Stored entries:
__________
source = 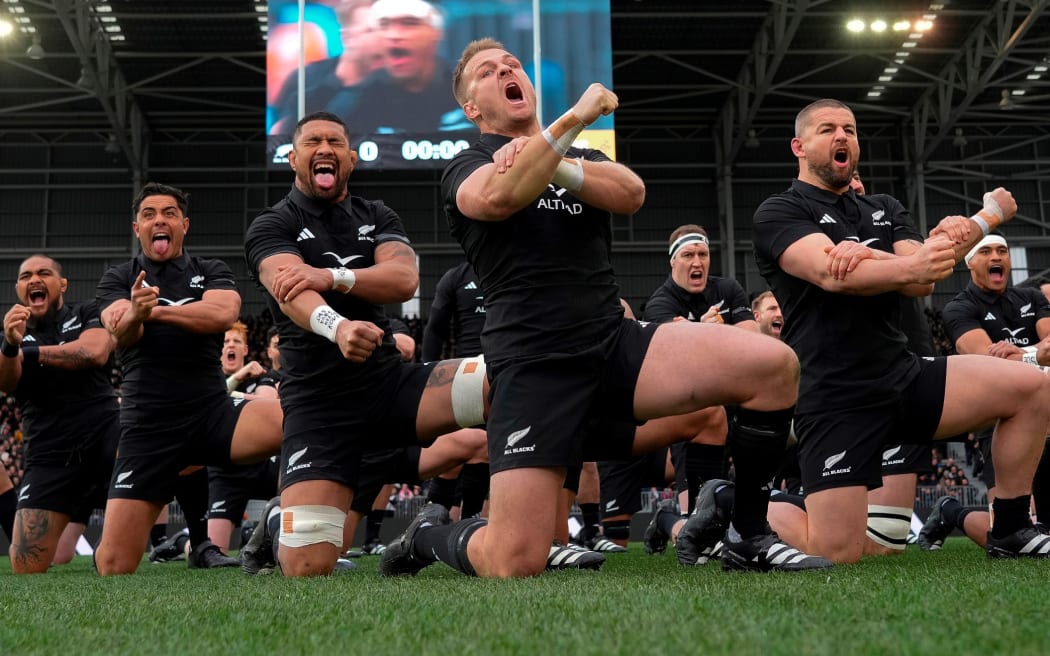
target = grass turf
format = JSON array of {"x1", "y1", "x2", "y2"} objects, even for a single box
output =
[{"x1": 0, "y1": 538, "x2": 1045, "y2": 655}]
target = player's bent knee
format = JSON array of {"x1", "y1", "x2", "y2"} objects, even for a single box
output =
[{"x1": 866, "y1": 504, "x2": 911, "y2": 554}]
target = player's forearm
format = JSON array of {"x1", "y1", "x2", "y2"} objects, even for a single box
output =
[
  {"x1": 819, "y1": 258, "x2": 931, "y2": 296},
  {"x1": 109, "y1": 313, "x2": 145, "y2": 348},
  {"x1": 567, "y1": 160, "x2": 645, "y2": 215},
  {"x1": 347, "y1": 260, "x2": 419, "y2": 305},
  {"x1": 39, "y1": 344, "x2": 109, "y2": 370},
  {"x1": 277, "y1": 289, "x2": 328, "y2": 333},
  {"x1": 148, "y1": 301, "x2": 238, "y2": 334},
  {"x1": 477, "y1": 139, "x2": 565, "y2": 218}
]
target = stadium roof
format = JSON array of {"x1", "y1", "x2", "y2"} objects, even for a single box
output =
[{"x1": 1, "y1": 0, "x2": 1048, "y2": 174}]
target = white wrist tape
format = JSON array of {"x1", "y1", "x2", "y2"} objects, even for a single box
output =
[
  {"x1": 982, "y1": 191, "x2": 1004, "y2": 221},
  {"x1": 226, "y1": 375, "x2": 240, "y2": 394},
  {"x1": 541, "y1": 110, "x2": 587, "y2": 156},
  {"x1": 309, "y1": 305, "x2": 347, "y2": 343},
  {"x1": 552, "y1": 158, "x2": 584, "y2": 192},
  {"x1": 328, "y1": 267, "x2": 356, "y2": 293},
  {"x1": 450, "y1": 355, "x2": 487, "y2": 428},
  {"x1": 969, "y1": 213, "x2": 991, "y2": 237},
  {"x1": 1022, "y1": 348, "x2": 1040, "y2": 367}
]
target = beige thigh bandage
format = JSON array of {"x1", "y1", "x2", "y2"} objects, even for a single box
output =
[
  {"x1": 451, "y1": 355, "x2": 486, "y2": 428},
  {"x1": 276, "y1": 505, "x2": 345, "y2": 548}
]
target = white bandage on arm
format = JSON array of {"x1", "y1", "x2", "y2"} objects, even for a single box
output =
[
  {"x1": 226, "y1": 374, "x2": 240, "y2": 394},
  {"x1": 276, "y1": 505, "x2": 346, "y2": 548},
  {"x1": 866, "y1": 504, "x2": 912, "y2": 552},
  {"x1": 970, "y1": 191, "x2": 1006, "y2": 236},
  {"x1": 1022, "y1": 346, "x2": 1042, "y2": 368},
  {"x1": 541, "y1": 110, "x2": 587, "y2": 156},
  {"x1": 328, "y1": 267, "x2": 356, "y2": 293},
  {"x1": 309, "y1": 305, "x2": 347, "y2": 343},
  {"x1": 450, "y1": 355, "x2": 487, "y2": 428},
  {"x1": 552, "y1": 158, "x2": 584, "y2": 192}
]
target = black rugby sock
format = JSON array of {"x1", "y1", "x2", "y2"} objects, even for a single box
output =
[
  {"x1": 174, "y1": 468, "x2": 210, "y2": 548},
  {"x1": 0, "y1": 487, "x2": 15, "y2": 540},
  {"x1": 412, "y1": 517, "x2": 486, "y2": 576},
  {"x1": 426, "y1": 476, "x2": 460, "y2": 510},
  {"x1": 364, "y1": 509, "x2": 385, "y2": 545},
  {"x1": 459, "y1": 463, "x2": 489, "y2": 518},
  {"x1": 729, "y1": 406, "x2": 793, "y2": 538},
  {"x1": 657, "y1": 509, "x2": 681, "y2": 538},
  {"x1": 687, "y1": 443, "x2": 726, "y2": 504},
  {"x1": 991, "y1": 494, "x2": 1032, "y2": 539},
  {"x1": 267, "y1": 507, "x2": 282, "y2": 563},
  {"x1": 579, "y1": 503, "x2": 600, "y2": 542},
  {"x1": 150, "y1": 523, "x2": 168, "y2": 549}
]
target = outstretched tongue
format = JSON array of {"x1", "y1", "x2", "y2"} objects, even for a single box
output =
[
  {"x1": 314, "y1": 171, "x2": 336, "y2": 190},
  {"x1": 153, "y1": 236, "x2": 170, "y2": 256}
]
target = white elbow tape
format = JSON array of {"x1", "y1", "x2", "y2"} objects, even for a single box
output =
[
  {"x1": 451, "y1": 355, "x2": 487, "y2": 428},
  {"x1": 552, "y1": 158, "x2": 584, "y2": 192},
  {"x1": 328, "y1": 267, "x2": 356, "y2": 293},
  {"x1": 276, "y1": 505, "x2": 346, "y2": 548},
  {"x1": 310, "y1": 305, "x2": 347, "y2": 343},
  {"x1": 866, "y1": 504, "x2": 911, "y2": 552}
]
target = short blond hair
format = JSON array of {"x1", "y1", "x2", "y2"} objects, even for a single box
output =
[
  {"x1": 452, "y1": 37, "x2": 506, "y2": 106},
  {"x1": 751, "y1": 290, "x2": 775, "y2": 314}
]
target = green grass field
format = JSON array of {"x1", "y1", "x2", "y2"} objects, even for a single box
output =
[{"x1": 0, "y1": 538, "x2": 1045, "y2": 656}]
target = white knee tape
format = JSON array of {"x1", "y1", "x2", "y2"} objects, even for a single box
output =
[
  {"x1": 276, "y1": 505, "x2": 345, "y2": 549},
  {"x1": 866, "y1": 504, "x2": 911, "y2": 551},
  {"x1": 451, "y1": 355, "x2": 486, "y2": 428}
]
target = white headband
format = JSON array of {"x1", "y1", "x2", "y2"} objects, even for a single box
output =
[
  {"x1": 669, "y1": 233, "x2": 709, "y2": 260},
  {"x1": 964, "y1": 234, "x2": 1008, "y2": 266}
]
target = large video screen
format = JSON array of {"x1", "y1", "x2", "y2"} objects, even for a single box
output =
[{"x1": 266, "y1": 0, "x2": 615, "y2": 170}]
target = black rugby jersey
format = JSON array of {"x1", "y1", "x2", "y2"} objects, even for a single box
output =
[
  {"x1": 96, "y1": 252, "x2": 236, "y2": 411},
  {"x1": 942, "y1": 281, "x2": 1050, "y2": 349},
  {"x1": 13, "y1": 300, "x2": 117, "y2": 445},
  {"x1": 644, "y1": 275, "x2": 752, "y2": 325},
  {"x1": 245, "y1": 186, "x2": 410, "y2": 404},
  {"x1": 422, "y1": 261, "x2": 485, "y2": 361},
  {"x1": 442, "y1": 133, "x2": 623, "y2": 362},
  {"x1": 753, "y1": 180, "x2": 923, "y2": 413}
]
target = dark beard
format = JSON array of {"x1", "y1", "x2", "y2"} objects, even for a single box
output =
[
  {"x1": 808, "y1": 160, "x2": 852, "y2": 190},
  {"x1": 27, "y1": 301, "x2": 61, "y2": 332}
]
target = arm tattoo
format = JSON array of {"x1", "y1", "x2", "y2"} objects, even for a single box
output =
[{"x1": 42, "y1": 346, "x2": 96, "y2": 369}]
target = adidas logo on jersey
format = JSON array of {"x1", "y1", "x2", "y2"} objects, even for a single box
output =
[
  {"x1": 464, "y1": 281, "x2": 478, "y2": 290},
  {"x1": 22, "y1": 334, "x2": 36, "y2": 342},
  {"x1": 297, "y1": 228, "x2": 316, "y2": 242},
  {"x1": 984, "y1": 312, "x2": 996, "y2": 321},
  {"x1": 819, "y1": 214, "x2": 836, "y2": 224}
]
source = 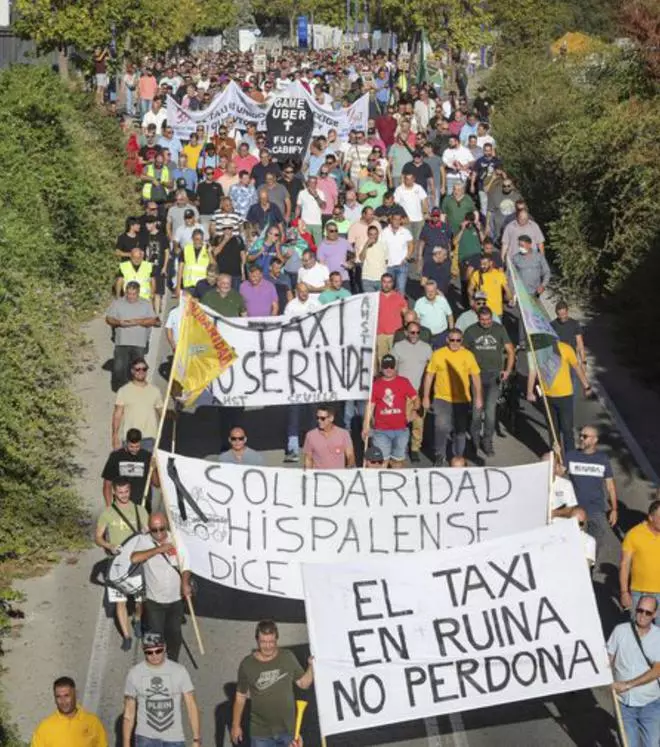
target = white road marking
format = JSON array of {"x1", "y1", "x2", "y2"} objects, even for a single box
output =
[
  {"x1": 425, "y1": 716, "x2": 443, "y2": 747},
  {"x1": 81, "y1": 591, "x2": 112, "y2": 713}
]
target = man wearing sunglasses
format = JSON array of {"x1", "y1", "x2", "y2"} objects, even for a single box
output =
[
  {"x1": 113, "y1": 358, "x2": 163, "y2": 453},
  {"x1": 123, "y1": 632, "x2": 200, "y2": 747},
  {"x1": 130, "y1": 515, "x2": 192, "y2": 662},
  {"x1": 207, "y1": 426, "x2": 263, "y2": 466},
  {"x1": 607, "y1": 595, "x2": 660, "y2": 747}
]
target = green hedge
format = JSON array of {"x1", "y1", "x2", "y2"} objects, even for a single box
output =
[
  {"x1": 0, "y1": 65, "x2": 138, "y2": 642},
  {"x1": 487, "y1": 48, "x2": 660, "y2": 377}
]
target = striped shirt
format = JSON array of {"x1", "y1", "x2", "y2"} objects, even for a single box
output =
[{"x1": 212, "y1": 210, "x2": 243, "y2": 237}]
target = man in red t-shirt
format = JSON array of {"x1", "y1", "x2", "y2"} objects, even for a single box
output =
[
  {"x1": 376, "y1": 273, "x2": 408, "y2": 364},
  {"x1": 362, "y1": 355, "x2": 419, "y2": 468}
]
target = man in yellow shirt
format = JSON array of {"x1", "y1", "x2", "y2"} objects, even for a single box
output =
[
  {"x1": 422, "y1": 328, "x2": 482, "y2": 466},
  {"x1": 527, "y1": 340, "x2": 591, "y2": 453},
  {"x1": 31, "y1": 676, "x2": 107, "y2": 747},
  {"x1": 467, "y1": 254, "x2": 512, "y2": 317},
  {"x1": 620, "y1": 500, "x2": 660, "y2": 625}
]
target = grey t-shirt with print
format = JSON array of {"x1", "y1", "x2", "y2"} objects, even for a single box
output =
[{"x1": 125, "y1": 658, "x2": 194, "y2": 740}]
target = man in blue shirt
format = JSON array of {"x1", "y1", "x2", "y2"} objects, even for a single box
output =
[
  {"x1": 566, "y1": 424, "x2": 619, "y2": 565},
  {"x1": 170, "y1": 152, "x2": 197, "y2": 192},
  {"x1": 471, "y1": 143, "x2": 502, "y2": 218}
]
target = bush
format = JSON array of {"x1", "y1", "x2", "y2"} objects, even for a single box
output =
[{"x1": 487, "y1": 47, "x2": 660, "y2": 378}]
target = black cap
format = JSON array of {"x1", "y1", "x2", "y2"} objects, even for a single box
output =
[
  {"x1": 184, "y1": 208, "x2": 195, "y2": 218},
  {"x1": 364, "y1": 445, "x2": 384, "y2": 462},
  {"x1": 381, "y1": 354, "x2": 396, "y2": 368}
]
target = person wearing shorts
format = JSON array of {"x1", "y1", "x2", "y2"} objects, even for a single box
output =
[
  {"x1": 95, "y1": 478, "x2": 148, "y2": 652},
  {"x1": 362, "y1": 354, "x2": 419, "y2": 468}
]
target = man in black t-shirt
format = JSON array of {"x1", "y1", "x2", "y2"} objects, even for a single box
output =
[
  {"x1": 402, "y1": 150, "x2": 434, "y2": 196},
  {"x1": 211, "y1": 229, "x2": 245, "y2": 288},
  {"x1": 196, "y1": 167, "x2": 223, "y2": 226},
  {"x1": 140, "y1": 215, "x2": 169, "y2": 312},
  {"x1": 551, "y1": 300, "x2": 586, "y2": 369},
  {"x1": 102, "y1": 428, "x2": 154, "y2": 509}
]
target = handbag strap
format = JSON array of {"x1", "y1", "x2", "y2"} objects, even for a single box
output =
[
  {"x1": 111, "y1": 502, "x2": 141, "y2": 535},
  {"x1": 629, "y1": 621, "x2": 660, "y2": 686}
]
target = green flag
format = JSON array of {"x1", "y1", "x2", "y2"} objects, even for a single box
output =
[{"x1": 416, "y1": 30, "x2": 429, "y2": 85}]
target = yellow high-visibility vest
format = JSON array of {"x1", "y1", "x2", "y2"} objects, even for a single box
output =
[
  {"x1": 182, "y1": 243, "x2": 211, "y2": 288},
  {"x1": 141, "y1": 164, "x2": 170, "y2": 200},
  {"x1": 120, "y1": 260, "x2": 153, "y2": 300}
]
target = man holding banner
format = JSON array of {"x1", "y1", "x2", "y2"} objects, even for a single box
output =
[{"x1": 231, "y1": 620, "x2": 313, "y2": 747}]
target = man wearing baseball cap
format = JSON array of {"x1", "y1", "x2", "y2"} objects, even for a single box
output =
[
  {"x1": 123, "y1": 632, "x2": 201, "y2": 747},
  {"x1": 363, "y1": 444, "x2": 385, "y2": 468},
  {"x1": 455, "y1": 291, "x2": 501, "y2": 333},
  {"x1": 362, "y1": 354, "x2": 419, "y2": 468}
]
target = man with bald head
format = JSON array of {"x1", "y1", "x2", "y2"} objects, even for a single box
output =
[
  {"x1": 130, "y1": 512, "x2": 192, "y2": 661},
  {"x1": 284, "y1": 282, "x2": 321, "y2": 318}
]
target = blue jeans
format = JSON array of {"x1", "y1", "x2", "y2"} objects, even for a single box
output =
[
  {"x1": 631, "y1": 591, "x2": 660, "y2": 627},
  {"x1": 371, "y1": 428, "x2": 409, "y2": 462},
  {"x1": 251, "y1": 736, "x2": 294, "y2": 747},
  {"x1": 344, "y1": 399, "x2": 366, "y2": 429},
  {"x1": 387, "y1": 263, "x2": 408, "y2": 295},
  {"x1": 136, "y1": 737, "x2": 185, "y2": 747},
  {"x1": 620, "y1": 698, "x2": 660, "y2": 747}
]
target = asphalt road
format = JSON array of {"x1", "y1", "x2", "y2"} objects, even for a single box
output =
[
  {"x1": 5, "y1": 293, "x2": 655, "y2": 747},
  {"x1": 84, "y1": 293, "x2": 654, "y2": 747}
]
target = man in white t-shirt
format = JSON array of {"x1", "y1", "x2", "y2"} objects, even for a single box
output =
[
  {"x1": 394, "y1": 173, "x2": 429, "y2": 244},
  {"x1": 441, "y1": 134, "x2": 474, "y2": 196},
  {"x1": 381, "y1": 214, "x2": 414, "y2": 295},
  {"x1": 141, "y1": 97, "x2": 167, "y2": 135},
  {"x1": 285, "y1": 282, "x2": 322, "y2": 318},
  {"x1": 296, "y1": 176, "x2": 326, "y2": 247},
  {"x1": 298, "y1": 250, "x2": 330, "y2": 297}
]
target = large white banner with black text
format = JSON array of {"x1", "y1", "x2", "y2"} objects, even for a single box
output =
[
  {"x1": 204, "y1": 294, "x2": 378, "y2": 408},
  {"x1": 156, "y1": 453, "x2": 551, "y2": 599},
  {"x1": 303, "y1": 521, "x2": 612, "y2": 735}
]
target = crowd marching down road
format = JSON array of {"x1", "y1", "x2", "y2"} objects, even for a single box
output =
[{"x1": 19, "y1": 39, "x2": 660, "y2": 747}]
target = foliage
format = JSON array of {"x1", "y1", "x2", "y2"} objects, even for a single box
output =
[
  {"x1": 488, "y1": 47, "x2": 660, "y2": 376},
  {"x1": 14, "y1": 0, "x2": 236, "y2": 58},
  {"x1": 0, "y1": 64, "x2": 137, "y2": 565},
  {"x1": 620, "y1": 0, "x2": 660, "y2": 84}
]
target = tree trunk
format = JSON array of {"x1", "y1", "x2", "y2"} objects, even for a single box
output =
[
  {"x1": 57, "y1": 47, "x2": 69, "y2": 80},
  {"x1": 289, "y1": 13, "x2": 296, "y2": 46}
]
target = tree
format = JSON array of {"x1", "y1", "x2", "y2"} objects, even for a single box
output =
[
  {"x1": 488, "y1": 0, "x2": 574, "y2": 53},
  {"x1": 378, "y1": 0, "x2": 492, "y2": 51},
  {"x1": 14, "y1": 0, "x2": 236, "y2": 73},
  {"x1": 620, "y1": 0, "x2": 660, "y2": 82}
]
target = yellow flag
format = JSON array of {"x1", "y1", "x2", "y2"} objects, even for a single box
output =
[{"x1": 173, "y1": 296, "x2": 237, "y2": 407}]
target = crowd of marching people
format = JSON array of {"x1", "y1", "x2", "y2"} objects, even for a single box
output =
[{"x1": 30, "y1": 44, "x2": 660, "y2": 747}]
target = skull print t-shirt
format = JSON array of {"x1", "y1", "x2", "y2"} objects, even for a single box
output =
[
  {"x1": 237, "y1": 649, "x2": 305, "y2": 737},
  {"x1": 125, "y1": 659, "x2": 194, "y2": 741}
]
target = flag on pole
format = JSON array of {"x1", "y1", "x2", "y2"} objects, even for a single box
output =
[
  {"x1": 509, "y1": 265, "x2": 561, "y2": 389},
  {"x1": 416, "y1": 30, "x2": 429, "y2": 85},
  {"x1": 173, "y1": 296, "x2": 237, "y2": 407}
]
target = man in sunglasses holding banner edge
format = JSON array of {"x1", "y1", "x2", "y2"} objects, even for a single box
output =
[
  {"x1": 130, "y1": 513, "x2": 192, "y2": 663},
  {"x1": 607, "y1": 595, "x2": 660, "y2": 747}
]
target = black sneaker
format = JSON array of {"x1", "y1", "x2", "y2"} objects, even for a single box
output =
[{"x1": 410, "y1": 451, "x2": 421, "y2": 463}]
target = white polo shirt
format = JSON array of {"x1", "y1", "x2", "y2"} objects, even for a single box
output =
[
  {"x1": 298, "y1": 262, "x2": 330, "y2": 295},
  {"x1": 394, "y1": 183, "x2": 428, "y2": 222},
  {"x1": 297, "y1": 189, "x2": 326, "y2": 226},
  {"x1": 381, "y1": 225, "x2": 414, "y2": 266}
]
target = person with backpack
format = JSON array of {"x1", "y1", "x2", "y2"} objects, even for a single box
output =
[{"x1": 95, "y1": 478, "x2": 148, "y2": 651}]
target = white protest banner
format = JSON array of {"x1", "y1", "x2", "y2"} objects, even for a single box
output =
[
  {"x1": 204, "y1": 294, "x2": 378, "y2": 407},
  {"x1": 166, "y1": 82, "x2": 266, "y2": 137},
  {"x1": 276, "y1": 81, "x2": 368, "y2": 138},
  {"x1": 303, "y1": 521, "x2": 612, "y2": 736},
  {"x1": 156, "y1": 452, "x2": 550, "y2": 600}
]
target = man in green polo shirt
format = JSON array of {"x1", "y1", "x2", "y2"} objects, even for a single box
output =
[
  {"x1": 319, "y1": 271, "x2": 352, "y2": 304},
  {"x1": 441, "y1": 182, "x2": 477, "y2": 235},
  {"x1": 201, "y1": 273, "x2": 246, "y2": 317}
]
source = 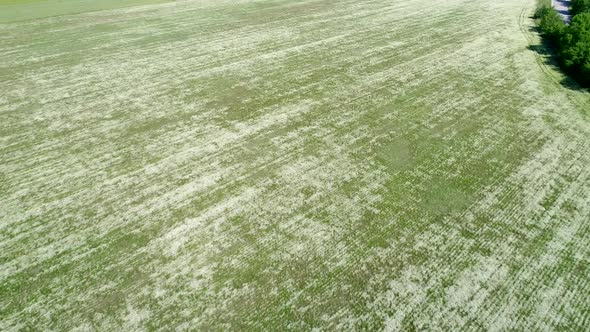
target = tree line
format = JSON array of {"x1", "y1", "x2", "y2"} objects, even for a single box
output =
[{"x1": 535, "y1": 0, "x2": 590, "y2": 87}]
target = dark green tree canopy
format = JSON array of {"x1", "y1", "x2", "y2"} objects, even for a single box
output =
[
  {"x1": 536, "y1": 5, "x2": 590, "y2": 87},
  {"x1": 560, "y1": 13, "x2": 590, "y2": 84},
  {"x1": 572, "y1": 0, "x2": 590, "y2": 16}
]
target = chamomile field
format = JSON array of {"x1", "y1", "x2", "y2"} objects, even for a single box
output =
[{"x1": 1, "y1": 0, "x2": 590, "y2": 330}]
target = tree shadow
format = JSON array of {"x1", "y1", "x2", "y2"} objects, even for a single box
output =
[
  {"x1": 555, "y1": 9, "x2": 570, "y2": 16},
  {"x1": 526, "y1": 26, "x2": 588, "y2": 92}
]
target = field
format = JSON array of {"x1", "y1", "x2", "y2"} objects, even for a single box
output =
[{"x1": 1, "y1": 0, "x2": 590, "y2": 330}]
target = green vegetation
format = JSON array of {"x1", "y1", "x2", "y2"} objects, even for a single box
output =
[
  {"x1": 561, "y1": 13, "x2": 590, "y2": 85},
  {"x1": 0, "y1": 0, "x2": 169, "y2": 23},
  {"x1": 572, "y1": 0, "x2": 590, "y2": 15},
  {"x1": 536, "y1": 0, "x2": 590, "y2": 86},
  {"x1": 1, "y1": 0, "x2": 590, "y2": 330},
  {"x1": 536, "y1": 4, "x2": 566, "y2": 43}
]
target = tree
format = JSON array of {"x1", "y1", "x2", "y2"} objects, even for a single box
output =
[
  {"x1": 534, "y1": 4, "x2": 552, "y2": 19},
  {"x1": 560, "y1": 13, "x2": 590, "y2": 85},
  {"x1": 572, "y1": 0, "x2": 590, "y2": 16},
  {"x1": 539, "y1": 7, "x2": 566, "y2": 45}
]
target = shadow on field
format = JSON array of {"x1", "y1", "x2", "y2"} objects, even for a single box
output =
[{"x1": 526, "y1": 25, "x2": 588, "y2": 92}]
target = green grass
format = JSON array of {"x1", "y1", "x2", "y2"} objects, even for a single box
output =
[
  {"x1": 0, "y1": 0, "x2": 171, "y2": 23},
  {"x1": 1, "y1": 0, "x2": 590, "y2": 330}
]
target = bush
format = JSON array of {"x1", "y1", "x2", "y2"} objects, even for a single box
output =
[
  {"x1": 536, "y1": 3, "x2": 590, "y2": 87},
  {"x1": 560, "y1": 13, "x2": 590, "y2": 85},
  {"x1": 572, "y1": 0, "x2": 590, "y2": 16},
  {"x1": 538, "y1": 6, "x2": 566, "y2": 45},
  {"x1": 535, "y1": 4, "x2": 552, "y2": 19}
]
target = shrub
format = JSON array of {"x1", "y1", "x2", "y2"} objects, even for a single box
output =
__________
- AIM OF THE TASK: Please work out how many lines of the data include the string "jersey" and reply with the number alone.

- WRITTEN RESPONSE: 2